本文:
___

四、本件署名は前記のとおり整理上の軽微な瑕疵はあるが、関係者を取り調べ、又は関係書類を提出せしめて照合すれば適式に収集された署名であることは充分認められるものであり右の様な整理上の過誤は未だ署名の確実性を損ずる程の瑕疵とはいえない。
五、よつて原告は、被告に対し、被告が無効とした請求の趣旨記載の署名の効力についての決定の取消を求める。
と述べた。
(証拠省略)
被告訴訟代理人は、「原告の請求を棄却する。訴訟費用は原告の負担とする。」との判決を求め、原告の主張する第一、二項記載の各事実を認め、第三項記載の事実中、本件署名のうち第四七三号ないし第五六二号の署名記載用紙が第九号署名簿に挿入されていること、第八八七号ないし第九四九号の部分が第一三号署名簿に添付されていることは認めるが、右第四七三号ないし第五六二号及び第八八七号ないし第九四九号の各署名記載用紙が原告主張のように、他の署名簿により収集されたものであり、整理上右のように挿入、添付されたものである点は知らないと述べ、被告は提出された署名簿の契印、署名年月日の改ざん等の事実から署名簿が右のように分割改編されているものと認定したもので、その挿入、添付された部分は地方自治法施行令第一〇〇条、第九四条、同法施行規則第一一条、第九条によつて定められた形式に違反するものであり、更に検甲第一、第三号証の署名簿冊は被告には提出されていないから、本件署名が原告主張のような方法で収集されたかどうかを審査することも不可能である。従つて前記のように挿入、添付された本件署名には重大な瑕疵があり成規の手続により収集された署名とは認め得ないものというべきであるから、本件署名を無効と決定したものである。
と述べた。
(証拠省略)
理由
(一) 原告主張のとおり、原告外四九名が高知県幡多郡大正町議会解散請求代表者の資格を得て、昭和三七年一一月一二日から同年一二月一二日までの間に一、四一七人に上る右議会解散の署名を収集し、右署名を同年同月一四日被告に提出したところ、被告は翌年一月七日署名総数一、四一七人、有効署名数一、三七五人、無効署名数四二人と決定したこと、後訴外水間昊外九名から異議申立があり、再審査の結果、同年一月二六日、第九号署名簿中署名番号第四七三号ないし第五六二号の署名のある署名用紙は他から挿入されたものであり、第一三号署名簿中第八八七号ないし第九四九号の署名のある署名用紙は他から添付されたものであるとの理由をもつて当該部分の署名を無効と決定し、同月二七日にその旨の通告が原告になされたこと、原告が右被告決定のとおり署名簿用紙を挿入、添付したことはいずれも当事者に争のないところである。

___

指示 a: 本文で、挿入・添付された部分が違反しているとされる形式を定めた法令の条文を、すべて挙げてください。

保存データ:
___

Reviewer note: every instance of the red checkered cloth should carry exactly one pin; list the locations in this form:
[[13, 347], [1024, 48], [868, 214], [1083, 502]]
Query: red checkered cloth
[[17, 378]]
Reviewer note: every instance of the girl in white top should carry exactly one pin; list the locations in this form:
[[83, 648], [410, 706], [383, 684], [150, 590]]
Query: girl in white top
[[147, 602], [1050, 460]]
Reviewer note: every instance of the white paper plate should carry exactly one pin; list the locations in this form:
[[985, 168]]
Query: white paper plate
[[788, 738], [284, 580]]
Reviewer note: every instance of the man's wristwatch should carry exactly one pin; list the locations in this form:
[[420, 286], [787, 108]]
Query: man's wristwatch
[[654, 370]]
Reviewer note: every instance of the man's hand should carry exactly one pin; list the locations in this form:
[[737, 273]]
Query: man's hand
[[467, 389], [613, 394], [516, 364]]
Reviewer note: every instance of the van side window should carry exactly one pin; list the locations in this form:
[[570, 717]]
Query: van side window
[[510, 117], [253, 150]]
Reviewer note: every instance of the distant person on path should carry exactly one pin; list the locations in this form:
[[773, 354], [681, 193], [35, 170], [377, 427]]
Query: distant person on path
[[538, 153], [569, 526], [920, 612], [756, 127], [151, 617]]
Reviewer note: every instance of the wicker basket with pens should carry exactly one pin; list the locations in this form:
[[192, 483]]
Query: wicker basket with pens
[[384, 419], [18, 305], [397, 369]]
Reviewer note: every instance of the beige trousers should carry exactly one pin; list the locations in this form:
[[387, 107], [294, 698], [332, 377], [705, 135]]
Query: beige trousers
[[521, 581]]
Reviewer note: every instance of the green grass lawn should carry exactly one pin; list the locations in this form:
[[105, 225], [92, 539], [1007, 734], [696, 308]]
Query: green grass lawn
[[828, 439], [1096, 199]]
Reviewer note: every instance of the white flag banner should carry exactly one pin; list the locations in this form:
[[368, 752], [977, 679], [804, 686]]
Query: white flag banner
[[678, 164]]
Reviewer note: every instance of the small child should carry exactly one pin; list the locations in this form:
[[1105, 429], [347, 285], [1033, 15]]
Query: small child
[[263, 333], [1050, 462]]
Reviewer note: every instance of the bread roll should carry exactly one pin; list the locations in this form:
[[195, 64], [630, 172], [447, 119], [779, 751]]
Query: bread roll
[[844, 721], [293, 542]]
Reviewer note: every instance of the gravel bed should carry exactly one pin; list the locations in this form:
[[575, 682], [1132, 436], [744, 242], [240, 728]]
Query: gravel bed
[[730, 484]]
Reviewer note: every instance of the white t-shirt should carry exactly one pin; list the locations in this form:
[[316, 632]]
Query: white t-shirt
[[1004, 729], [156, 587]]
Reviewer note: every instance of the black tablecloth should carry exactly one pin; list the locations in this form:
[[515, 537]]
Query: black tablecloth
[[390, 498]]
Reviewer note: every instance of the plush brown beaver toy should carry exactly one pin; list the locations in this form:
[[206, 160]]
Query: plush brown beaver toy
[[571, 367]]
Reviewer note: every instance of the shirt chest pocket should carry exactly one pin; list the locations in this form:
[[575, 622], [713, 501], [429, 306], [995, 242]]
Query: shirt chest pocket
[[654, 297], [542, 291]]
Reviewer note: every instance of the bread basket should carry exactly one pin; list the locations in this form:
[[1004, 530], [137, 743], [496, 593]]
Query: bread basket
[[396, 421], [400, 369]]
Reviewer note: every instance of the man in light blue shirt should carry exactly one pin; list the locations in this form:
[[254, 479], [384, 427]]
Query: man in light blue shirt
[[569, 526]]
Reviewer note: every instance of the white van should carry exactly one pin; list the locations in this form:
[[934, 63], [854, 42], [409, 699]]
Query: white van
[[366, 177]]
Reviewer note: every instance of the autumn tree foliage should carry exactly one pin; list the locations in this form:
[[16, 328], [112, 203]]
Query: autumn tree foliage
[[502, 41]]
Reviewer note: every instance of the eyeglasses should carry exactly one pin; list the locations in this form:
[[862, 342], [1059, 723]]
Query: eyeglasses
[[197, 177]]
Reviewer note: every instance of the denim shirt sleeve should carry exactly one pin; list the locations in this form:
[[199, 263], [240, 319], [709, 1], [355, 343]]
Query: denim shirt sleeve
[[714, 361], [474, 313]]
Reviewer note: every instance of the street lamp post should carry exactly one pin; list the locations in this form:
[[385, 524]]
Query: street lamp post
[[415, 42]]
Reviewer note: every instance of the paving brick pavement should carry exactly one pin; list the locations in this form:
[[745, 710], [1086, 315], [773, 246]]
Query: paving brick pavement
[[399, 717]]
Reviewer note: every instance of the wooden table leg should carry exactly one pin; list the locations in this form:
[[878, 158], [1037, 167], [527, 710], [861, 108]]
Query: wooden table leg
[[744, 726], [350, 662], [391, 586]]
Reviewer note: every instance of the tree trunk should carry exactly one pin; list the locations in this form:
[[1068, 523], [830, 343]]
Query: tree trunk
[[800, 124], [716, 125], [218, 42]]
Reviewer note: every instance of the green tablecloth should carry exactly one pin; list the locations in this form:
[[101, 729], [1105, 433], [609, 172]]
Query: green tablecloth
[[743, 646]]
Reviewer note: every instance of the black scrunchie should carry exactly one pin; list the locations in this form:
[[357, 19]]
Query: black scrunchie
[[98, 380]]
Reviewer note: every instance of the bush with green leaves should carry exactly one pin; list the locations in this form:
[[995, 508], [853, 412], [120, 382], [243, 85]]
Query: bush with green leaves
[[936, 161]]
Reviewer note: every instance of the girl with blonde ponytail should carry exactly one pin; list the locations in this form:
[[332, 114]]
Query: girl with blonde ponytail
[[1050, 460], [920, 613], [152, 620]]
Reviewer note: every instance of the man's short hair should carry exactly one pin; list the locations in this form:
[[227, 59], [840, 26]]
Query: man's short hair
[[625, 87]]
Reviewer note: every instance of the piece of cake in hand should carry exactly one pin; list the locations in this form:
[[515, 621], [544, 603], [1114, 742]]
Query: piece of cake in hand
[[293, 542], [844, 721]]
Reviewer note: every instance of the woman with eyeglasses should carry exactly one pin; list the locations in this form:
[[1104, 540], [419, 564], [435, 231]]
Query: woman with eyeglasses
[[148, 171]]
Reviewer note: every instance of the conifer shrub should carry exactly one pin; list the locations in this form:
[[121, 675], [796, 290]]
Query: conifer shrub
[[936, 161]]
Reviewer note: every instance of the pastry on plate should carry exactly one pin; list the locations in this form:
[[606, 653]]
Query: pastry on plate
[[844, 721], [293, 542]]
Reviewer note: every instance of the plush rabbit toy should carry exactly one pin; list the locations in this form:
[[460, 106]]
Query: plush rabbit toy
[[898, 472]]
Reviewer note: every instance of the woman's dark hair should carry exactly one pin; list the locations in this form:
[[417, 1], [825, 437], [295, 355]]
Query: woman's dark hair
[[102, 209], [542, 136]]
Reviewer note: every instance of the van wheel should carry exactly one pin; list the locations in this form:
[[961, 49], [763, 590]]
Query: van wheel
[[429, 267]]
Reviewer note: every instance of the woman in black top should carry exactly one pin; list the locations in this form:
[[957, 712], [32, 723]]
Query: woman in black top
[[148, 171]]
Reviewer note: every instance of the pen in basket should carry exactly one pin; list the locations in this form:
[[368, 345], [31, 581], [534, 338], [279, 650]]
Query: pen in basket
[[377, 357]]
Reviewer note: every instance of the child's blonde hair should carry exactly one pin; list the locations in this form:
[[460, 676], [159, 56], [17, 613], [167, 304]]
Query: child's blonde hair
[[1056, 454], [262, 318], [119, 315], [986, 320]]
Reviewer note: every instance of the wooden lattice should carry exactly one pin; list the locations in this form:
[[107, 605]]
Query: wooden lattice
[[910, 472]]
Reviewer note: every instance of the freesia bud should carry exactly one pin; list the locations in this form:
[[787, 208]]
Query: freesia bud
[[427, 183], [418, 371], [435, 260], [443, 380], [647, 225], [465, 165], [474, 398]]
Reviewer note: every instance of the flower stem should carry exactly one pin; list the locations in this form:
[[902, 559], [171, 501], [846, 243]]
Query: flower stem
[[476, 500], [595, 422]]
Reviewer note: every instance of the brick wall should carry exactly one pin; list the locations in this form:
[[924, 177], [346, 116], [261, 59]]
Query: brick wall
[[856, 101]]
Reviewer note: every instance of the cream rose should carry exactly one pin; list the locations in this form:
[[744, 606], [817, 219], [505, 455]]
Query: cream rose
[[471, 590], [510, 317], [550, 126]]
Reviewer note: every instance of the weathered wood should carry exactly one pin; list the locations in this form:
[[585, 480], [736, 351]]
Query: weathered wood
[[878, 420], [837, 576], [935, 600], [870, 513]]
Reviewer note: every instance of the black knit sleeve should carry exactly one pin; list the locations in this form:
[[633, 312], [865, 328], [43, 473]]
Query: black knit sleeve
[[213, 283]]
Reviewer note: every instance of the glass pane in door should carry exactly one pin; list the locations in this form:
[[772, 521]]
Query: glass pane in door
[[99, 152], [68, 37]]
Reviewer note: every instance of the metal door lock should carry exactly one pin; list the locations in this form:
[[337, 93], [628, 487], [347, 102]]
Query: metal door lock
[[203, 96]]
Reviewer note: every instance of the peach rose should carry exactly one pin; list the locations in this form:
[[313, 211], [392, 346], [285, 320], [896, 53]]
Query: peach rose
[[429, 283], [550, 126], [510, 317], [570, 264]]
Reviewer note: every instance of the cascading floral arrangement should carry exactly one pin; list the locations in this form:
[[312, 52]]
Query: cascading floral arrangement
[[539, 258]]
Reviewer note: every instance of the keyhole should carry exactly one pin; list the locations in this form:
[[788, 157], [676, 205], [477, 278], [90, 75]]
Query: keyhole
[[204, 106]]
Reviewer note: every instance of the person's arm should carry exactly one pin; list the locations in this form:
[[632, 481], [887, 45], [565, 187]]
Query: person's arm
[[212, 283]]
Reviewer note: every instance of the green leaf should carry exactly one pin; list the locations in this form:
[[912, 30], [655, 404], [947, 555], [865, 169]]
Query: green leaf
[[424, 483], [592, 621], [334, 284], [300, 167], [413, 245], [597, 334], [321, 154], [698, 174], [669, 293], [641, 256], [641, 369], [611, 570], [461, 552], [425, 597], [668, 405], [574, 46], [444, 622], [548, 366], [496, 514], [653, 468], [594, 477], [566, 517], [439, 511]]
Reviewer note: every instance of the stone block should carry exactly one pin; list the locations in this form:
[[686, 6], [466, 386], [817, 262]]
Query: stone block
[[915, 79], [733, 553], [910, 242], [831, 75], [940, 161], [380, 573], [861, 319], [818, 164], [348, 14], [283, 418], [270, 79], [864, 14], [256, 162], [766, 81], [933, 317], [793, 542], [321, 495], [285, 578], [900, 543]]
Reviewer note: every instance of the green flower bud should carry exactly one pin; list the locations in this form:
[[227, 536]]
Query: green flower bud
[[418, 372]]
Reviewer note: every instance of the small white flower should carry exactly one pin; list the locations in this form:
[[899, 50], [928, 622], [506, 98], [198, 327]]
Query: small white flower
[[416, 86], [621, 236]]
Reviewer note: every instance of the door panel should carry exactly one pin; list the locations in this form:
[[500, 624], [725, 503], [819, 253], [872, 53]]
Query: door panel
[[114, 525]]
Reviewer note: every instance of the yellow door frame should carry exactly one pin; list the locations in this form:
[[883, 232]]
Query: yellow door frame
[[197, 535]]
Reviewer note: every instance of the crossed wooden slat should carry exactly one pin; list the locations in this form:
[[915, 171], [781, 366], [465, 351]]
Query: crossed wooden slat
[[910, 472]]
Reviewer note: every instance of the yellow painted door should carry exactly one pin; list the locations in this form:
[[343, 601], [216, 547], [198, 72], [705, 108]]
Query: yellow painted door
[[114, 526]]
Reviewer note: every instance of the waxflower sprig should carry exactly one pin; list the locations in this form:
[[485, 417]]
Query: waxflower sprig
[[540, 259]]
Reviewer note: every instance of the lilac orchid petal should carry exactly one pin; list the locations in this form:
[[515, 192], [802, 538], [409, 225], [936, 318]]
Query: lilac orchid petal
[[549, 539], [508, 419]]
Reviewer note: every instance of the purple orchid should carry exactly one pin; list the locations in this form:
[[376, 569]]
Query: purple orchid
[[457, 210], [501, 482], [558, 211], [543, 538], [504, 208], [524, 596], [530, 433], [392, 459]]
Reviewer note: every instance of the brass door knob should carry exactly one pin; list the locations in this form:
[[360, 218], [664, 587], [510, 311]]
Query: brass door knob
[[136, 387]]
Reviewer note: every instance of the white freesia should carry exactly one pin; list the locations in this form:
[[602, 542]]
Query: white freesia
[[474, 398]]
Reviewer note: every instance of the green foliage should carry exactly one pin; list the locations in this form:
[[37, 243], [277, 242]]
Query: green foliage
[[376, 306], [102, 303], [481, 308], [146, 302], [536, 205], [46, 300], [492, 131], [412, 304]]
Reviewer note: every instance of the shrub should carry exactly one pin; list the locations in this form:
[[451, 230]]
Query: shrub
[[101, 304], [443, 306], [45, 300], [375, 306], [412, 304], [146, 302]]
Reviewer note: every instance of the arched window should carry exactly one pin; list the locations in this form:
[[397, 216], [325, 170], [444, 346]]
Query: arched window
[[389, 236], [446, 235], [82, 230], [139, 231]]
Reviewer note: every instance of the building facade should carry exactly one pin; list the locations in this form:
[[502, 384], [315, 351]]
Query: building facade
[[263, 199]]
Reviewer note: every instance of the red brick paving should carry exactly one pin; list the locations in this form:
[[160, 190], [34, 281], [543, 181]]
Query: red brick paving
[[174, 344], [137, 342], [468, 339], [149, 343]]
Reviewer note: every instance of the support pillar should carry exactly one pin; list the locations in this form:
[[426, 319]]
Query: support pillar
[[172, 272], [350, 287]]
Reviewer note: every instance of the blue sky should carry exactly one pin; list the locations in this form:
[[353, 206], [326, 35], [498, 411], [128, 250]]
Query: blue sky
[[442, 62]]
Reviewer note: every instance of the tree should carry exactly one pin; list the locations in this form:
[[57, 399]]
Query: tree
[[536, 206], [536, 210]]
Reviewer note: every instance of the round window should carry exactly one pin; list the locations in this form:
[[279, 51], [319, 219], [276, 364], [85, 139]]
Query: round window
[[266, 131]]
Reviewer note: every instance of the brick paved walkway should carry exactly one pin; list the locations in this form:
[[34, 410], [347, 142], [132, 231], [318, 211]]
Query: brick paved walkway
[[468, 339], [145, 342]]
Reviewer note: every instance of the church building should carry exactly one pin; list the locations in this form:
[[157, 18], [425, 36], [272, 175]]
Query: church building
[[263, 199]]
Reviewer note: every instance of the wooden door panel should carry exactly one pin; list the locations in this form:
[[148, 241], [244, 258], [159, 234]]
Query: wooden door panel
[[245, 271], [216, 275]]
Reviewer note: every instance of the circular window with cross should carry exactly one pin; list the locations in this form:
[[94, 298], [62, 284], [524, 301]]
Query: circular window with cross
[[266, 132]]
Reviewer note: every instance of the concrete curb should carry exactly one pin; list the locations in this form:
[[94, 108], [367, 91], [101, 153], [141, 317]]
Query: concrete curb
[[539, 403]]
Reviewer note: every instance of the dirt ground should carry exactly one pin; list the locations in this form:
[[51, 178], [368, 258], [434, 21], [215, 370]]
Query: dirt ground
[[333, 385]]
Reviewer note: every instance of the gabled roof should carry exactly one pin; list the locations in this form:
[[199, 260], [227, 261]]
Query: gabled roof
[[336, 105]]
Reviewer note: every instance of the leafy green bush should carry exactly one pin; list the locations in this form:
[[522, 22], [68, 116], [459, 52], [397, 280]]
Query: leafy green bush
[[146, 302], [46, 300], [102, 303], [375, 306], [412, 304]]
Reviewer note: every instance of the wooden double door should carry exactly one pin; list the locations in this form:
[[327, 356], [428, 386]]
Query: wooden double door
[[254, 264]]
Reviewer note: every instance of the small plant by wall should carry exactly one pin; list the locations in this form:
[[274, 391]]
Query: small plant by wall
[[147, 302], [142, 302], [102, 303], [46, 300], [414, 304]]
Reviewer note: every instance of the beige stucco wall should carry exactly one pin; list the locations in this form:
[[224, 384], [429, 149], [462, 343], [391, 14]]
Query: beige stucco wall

___

指示 b: 記録の中から、「Reviewer note: every instance of the small white」を含む行から「433], [392, 459]]」を含む行までを、両端の行も入れてそのまま書き写してください。

回答 a:
地方自治法施行令第一〇〇条
地方自治法施行令第九四条
地方自治法施行規則第一一条
地方自治法施行規則第九条

回答 b:
Reviewer note: every instance of the small white flower should carry exactly one pin; list the locations in this form:
[[899, 50], [928, 622], [506, 98], [198, 327]]
Query: small white flower
[[416, 86], [621, 236]]
Reviewer note: every instance of the door panel should carry exactly one pin; list the locations in this form:
[[500, 624], [725, 503], [819, 253], [872, 53]]
Query: door panel
[[114, 525]]
Reviewer note: every instance of the yellow door frame should carry exactly one pin; list the locations in this form:
[[883, 232]]
Query: yellow door frame
[[197, 535]]
Reviewer note: every instance of the crossed wooden slat should carry exactly one pin; list the locations in this form:
[[915, 171], [781, 366], [465, 351]]
Query: crossed wooden slat
[[910, 472]]
Reviewer note: every instance of the yellow painted door should carry exactly one pin; list the locations in this form:
[[343, 601], [216, 547], [198, 72], [705, 108]]
Query: yellow painted door
[[114, 526]]
Reviewer note: every instance of the waxflower sprig should carry exactly one pin; list the locations in this form:
[[485, 417]]
Query: waxflower sprig
[[540, 259]]
Reviewer note: every instance of the lilac orchid petal should carry exactly one pin; list the locations in this form:
[[515, 192], [802, 538], [409, 225], [936, 318]]
Query: lilac orchid petal
[[549, 539], [508, 419]]
Reviewer note: every instance of the purple orchid should carry exactly one pin; list the locations in this form:
[[376, 569]]
Query: purple orchid
[[457, 210], [501, 482], [558, 211], [543, 538], [504, 208], [524, 596], [530, 433], [392, 459]]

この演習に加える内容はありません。